_Exercise_
State how many of the lines below contain the string "outcrop" with matching case, and reply with that number alone.
──────── Entries supplied
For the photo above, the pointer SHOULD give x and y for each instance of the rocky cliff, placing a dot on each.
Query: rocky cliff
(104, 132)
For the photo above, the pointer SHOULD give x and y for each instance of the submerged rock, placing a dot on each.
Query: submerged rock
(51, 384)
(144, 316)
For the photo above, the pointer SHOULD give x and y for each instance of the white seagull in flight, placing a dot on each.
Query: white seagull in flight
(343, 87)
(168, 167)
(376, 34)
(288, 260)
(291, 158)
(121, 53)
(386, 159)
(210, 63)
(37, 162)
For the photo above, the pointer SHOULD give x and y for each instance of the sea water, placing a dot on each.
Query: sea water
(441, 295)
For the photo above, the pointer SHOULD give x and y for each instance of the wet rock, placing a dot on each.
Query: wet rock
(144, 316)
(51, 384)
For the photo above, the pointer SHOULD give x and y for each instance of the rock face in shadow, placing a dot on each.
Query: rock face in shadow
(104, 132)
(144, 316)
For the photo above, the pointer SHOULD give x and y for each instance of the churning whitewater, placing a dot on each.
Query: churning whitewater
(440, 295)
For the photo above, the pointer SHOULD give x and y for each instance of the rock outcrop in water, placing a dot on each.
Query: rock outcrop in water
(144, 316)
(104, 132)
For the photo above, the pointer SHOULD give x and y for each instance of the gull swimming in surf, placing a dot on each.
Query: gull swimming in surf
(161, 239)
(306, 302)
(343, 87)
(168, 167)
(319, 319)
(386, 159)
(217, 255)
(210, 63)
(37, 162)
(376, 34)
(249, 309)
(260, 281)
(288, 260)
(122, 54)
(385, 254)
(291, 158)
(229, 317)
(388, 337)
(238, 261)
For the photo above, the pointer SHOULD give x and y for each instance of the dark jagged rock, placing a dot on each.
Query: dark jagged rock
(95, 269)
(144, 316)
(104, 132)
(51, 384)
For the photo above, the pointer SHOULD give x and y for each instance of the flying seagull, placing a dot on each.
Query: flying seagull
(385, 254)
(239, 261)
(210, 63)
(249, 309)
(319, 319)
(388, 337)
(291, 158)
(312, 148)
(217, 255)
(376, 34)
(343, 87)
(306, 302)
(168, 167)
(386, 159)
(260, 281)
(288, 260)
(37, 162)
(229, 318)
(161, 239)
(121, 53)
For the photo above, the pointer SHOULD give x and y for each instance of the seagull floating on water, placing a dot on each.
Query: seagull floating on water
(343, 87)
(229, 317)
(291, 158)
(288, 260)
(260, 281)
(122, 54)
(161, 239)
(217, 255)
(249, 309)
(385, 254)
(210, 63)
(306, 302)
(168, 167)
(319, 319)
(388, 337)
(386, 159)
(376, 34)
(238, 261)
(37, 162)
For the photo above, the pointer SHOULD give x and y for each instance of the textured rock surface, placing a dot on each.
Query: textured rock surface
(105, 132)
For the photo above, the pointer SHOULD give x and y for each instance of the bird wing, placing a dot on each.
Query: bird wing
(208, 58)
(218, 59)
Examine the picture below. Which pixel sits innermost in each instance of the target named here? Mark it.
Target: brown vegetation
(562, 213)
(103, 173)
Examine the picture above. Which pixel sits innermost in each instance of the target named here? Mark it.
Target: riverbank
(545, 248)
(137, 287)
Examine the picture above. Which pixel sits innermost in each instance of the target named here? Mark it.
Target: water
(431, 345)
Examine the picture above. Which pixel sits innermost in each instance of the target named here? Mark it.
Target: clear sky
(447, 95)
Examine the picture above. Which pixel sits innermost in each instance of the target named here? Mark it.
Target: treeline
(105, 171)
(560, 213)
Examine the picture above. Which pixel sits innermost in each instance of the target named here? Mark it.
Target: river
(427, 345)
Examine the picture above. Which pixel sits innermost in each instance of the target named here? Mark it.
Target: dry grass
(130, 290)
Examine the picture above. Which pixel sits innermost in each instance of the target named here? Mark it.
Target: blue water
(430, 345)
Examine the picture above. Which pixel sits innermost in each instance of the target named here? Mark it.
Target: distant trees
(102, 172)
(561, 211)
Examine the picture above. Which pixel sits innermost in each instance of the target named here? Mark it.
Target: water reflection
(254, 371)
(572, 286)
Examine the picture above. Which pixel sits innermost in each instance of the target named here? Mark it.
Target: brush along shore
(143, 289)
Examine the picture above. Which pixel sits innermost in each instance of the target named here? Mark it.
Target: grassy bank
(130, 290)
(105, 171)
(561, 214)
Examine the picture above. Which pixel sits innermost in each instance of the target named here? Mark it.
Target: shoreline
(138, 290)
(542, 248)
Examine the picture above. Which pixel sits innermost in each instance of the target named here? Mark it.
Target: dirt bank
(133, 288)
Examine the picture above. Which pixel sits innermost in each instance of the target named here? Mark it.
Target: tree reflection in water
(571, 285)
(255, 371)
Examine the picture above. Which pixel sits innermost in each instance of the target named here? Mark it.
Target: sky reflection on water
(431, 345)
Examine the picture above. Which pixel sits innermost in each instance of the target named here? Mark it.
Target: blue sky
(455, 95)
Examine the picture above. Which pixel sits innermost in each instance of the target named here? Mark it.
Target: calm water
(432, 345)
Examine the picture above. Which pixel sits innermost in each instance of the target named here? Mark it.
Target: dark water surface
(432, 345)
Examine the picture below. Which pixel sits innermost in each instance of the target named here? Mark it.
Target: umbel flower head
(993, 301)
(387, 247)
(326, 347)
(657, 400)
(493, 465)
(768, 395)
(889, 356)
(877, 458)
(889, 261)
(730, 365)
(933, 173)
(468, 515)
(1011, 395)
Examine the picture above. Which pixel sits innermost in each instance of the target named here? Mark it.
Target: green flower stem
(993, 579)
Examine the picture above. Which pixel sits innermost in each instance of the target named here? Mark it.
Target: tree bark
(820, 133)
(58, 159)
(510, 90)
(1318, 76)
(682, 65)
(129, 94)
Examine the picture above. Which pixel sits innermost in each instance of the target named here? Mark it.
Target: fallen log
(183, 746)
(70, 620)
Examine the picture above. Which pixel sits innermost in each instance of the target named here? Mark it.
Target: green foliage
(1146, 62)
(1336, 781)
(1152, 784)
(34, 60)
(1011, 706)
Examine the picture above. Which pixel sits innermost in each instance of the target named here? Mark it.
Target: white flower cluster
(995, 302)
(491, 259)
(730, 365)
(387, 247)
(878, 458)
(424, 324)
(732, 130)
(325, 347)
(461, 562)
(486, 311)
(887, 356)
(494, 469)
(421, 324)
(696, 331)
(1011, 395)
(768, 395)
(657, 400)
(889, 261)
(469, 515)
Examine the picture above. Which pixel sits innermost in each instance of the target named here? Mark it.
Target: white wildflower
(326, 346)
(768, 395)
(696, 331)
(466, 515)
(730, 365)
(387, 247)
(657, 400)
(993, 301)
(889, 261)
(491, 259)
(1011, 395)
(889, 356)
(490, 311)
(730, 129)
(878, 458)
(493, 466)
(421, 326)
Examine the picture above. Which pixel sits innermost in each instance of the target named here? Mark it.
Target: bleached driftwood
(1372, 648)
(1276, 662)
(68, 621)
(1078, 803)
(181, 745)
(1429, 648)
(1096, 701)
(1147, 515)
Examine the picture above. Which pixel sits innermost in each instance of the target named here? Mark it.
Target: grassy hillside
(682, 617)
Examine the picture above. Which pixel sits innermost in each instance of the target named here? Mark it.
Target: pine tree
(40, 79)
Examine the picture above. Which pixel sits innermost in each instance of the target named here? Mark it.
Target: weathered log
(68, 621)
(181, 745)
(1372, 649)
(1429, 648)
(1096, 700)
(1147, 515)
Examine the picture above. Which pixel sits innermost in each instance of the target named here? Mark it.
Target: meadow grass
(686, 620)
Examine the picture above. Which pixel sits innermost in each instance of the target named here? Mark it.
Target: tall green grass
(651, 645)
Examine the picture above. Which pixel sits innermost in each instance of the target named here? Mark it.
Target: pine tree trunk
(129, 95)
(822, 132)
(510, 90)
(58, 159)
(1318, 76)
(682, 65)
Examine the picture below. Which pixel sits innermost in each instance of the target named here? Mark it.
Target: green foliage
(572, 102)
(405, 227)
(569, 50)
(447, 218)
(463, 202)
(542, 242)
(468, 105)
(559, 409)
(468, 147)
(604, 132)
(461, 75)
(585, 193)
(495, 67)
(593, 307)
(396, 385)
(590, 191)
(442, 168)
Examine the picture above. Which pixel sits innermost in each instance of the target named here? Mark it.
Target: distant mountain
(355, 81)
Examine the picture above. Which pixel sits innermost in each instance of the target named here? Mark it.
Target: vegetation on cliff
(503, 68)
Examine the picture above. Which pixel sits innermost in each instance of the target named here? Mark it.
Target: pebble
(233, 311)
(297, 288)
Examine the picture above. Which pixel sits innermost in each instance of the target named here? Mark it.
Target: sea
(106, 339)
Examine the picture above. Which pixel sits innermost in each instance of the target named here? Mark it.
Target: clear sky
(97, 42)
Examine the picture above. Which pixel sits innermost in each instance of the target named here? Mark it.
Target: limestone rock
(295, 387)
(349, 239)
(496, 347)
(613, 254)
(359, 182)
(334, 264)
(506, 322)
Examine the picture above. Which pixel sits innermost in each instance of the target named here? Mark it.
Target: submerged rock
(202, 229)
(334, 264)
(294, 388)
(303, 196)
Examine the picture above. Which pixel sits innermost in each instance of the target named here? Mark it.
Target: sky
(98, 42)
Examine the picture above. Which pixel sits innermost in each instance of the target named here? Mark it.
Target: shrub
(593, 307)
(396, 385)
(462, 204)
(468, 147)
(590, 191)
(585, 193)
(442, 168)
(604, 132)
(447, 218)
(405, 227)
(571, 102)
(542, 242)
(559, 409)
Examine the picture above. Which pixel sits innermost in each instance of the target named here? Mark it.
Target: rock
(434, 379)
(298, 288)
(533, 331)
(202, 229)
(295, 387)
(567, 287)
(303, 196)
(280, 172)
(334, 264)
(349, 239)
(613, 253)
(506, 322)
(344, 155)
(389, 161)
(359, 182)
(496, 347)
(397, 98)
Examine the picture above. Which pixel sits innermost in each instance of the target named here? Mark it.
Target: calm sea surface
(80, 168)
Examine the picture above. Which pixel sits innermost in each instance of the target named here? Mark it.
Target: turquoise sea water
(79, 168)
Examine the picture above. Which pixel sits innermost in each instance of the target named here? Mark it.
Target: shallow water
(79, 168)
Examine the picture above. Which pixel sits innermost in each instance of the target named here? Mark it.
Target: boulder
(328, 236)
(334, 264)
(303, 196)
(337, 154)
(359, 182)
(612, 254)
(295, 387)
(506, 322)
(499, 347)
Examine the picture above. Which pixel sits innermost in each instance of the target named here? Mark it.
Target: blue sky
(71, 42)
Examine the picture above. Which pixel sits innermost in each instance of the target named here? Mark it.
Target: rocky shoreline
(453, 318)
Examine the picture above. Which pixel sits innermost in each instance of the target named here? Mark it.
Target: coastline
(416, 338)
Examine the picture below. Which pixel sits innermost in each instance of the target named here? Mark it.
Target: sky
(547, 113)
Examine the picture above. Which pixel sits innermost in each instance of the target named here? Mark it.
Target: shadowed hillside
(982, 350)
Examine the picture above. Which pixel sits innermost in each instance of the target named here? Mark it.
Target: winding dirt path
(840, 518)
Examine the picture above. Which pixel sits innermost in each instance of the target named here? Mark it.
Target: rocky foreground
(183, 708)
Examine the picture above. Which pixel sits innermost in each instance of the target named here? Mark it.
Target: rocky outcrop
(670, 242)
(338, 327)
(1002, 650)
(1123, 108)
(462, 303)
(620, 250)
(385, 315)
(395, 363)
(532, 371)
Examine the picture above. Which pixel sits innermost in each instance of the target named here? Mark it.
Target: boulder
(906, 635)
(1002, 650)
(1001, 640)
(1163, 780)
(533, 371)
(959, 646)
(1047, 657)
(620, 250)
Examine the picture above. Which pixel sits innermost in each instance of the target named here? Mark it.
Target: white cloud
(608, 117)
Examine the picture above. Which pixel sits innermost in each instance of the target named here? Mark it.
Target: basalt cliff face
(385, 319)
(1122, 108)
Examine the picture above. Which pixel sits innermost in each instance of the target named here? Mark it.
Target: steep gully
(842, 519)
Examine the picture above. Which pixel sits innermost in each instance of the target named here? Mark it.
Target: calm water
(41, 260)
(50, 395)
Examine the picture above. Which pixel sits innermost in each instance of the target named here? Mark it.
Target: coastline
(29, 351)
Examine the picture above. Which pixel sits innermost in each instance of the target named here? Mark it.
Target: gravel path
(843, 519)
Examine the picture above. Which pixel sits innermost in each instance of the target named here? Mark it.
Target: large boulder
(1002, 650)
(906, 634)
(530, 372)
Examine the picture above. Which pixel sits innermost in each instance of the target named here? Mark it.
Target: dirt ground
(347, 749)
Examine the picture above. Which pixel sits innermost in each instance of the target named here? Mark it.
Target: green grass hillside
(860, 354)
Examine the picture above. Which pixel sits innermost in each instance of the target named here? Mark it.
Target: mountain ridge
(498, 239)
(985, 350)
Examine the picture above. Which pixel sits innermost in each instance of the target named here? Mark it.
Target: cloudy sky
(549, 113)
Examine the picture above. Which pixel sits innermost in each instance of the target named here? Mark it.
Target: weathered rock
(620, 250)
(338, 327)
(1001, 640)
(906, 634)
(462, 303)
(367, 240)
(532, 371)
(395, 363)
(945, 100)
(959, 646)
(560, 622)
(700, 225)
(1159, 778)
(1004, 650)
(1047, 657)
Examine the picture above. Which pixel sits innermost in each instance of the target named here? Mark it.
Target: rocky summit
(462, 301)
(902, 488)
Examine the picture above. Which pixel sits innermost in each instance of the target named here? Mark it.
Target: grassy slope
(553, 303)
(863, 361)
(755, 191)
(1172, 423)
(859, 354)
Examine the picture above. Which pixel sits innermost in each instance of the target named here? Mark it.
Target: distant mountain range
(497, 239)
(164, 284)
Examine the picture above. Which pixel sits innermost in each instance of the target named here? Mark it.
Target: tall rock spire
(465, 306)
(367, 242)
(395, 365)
────────────────
_Solution to this exercise_
3